_Consigne 1_:
Reportez toutes les lignes placées après le texte, requêtes comprises, en ajoutant 111 à chaque coordonnée des réponses. Laissez les images de côté.

▬▬▬▬▬▬

M. Aubois, curé d'Hattonchâtel, prisonnier à Ehrenbreisten, par Coblentz, avec dix autres prêtres, écrit :
«  Hattonchâtel est aux deux tiers incendié ; la voûte de l'église s'est écroulée au-dessus du choeur et de l'avant-choeur. Les habitants ont pris la fuite et, après quinze jours, vingt et une personnes seulement étaient présentes.
«  Hattonville et Vigneulles sont aussi presque complètement détruits. »
M. Tridon, curé d'Heudicourt, libéré :
«  Dans ma paroisse, il restait à mon départ cent quinze habitants et quelques réfugiés de Loupmont. Je me demande avec angoisse de quoi ils peuvent vivre, car on leur a tout pris, jusqu'au dernier lapin, jusqu'aux moindres légumes, et nos ennemis, pour les mieux affamer, donnaient les gerbes de blé en litière à leurs chevaux. »
Mmes Gille et Dussay Françoise, de Romagne-sous-les-Côtes, sont prisonnières à Zwickau. M. Louis Hannetelle, de Luzy, mécanicien à la gare de Longuyon, est prisonnier également en Allemagne.
MM. Emile Warlot et Libor, de Combres, sont à Zwickau, en Saxe.
Mme Vautrin et son fils, Mme Liborr Mlle Catherine Laurent, Mme Maria Laurent et son fils, sont à Schwetzingen, caserne de cavalerie n° 21, grand-duché de Bade.
Les habitants de Saint-Remy, internés à Rastadt (grand-duché de Bade) viennent d'être rapatriés et dirigés sur Thonon-lesBains (Haute-Savoie).
Le docteur Mutalet, de Mangiennes, actuellement médecin militaire, nous informe que sa mère est du nombre des prisonniers civils emmenés par les Allemands. Elle est avec Mmes Robert et Leroy, de Mangiennes. à Eratz-sur-Alzette (grand-duché de Luxembourg)

▬▬▬▬▬▬

_Consigne 2_:
D'après le texte à lire, combien de personnes étaient encore présentes à Hattonchâtel après quinze jours ?

▬▬▬▬▬▬

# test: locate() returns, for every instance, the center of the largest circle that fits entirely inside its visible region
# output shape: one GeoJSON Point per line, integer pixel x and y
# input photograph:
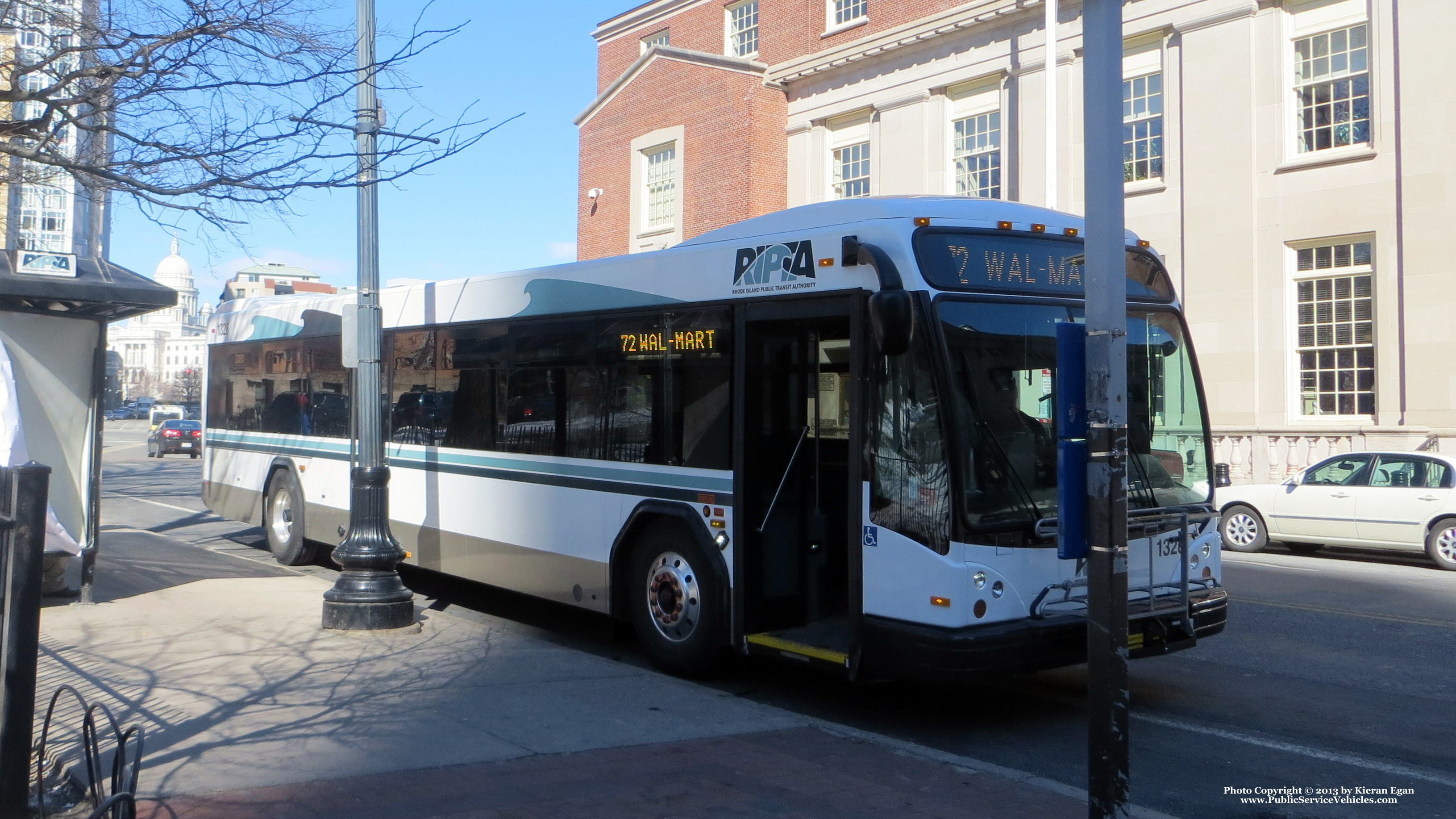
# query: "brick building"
{"type": "Point", "coordinates": [1299, 194]}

▬▬▬▬▬▬

_Réponse attendue 1_:
# test: locate() returns, for every instance, the center of the largest circle that fits entirely inside its visible region
# output shape: one GeoJSON Point per line, integer pixel x and y
# input photograph:
# query: "brick building"
{"type": "Point", "coordinates": [1410, 305]}

_Réponse attendue 2_:
Vingt et une personnes seulement.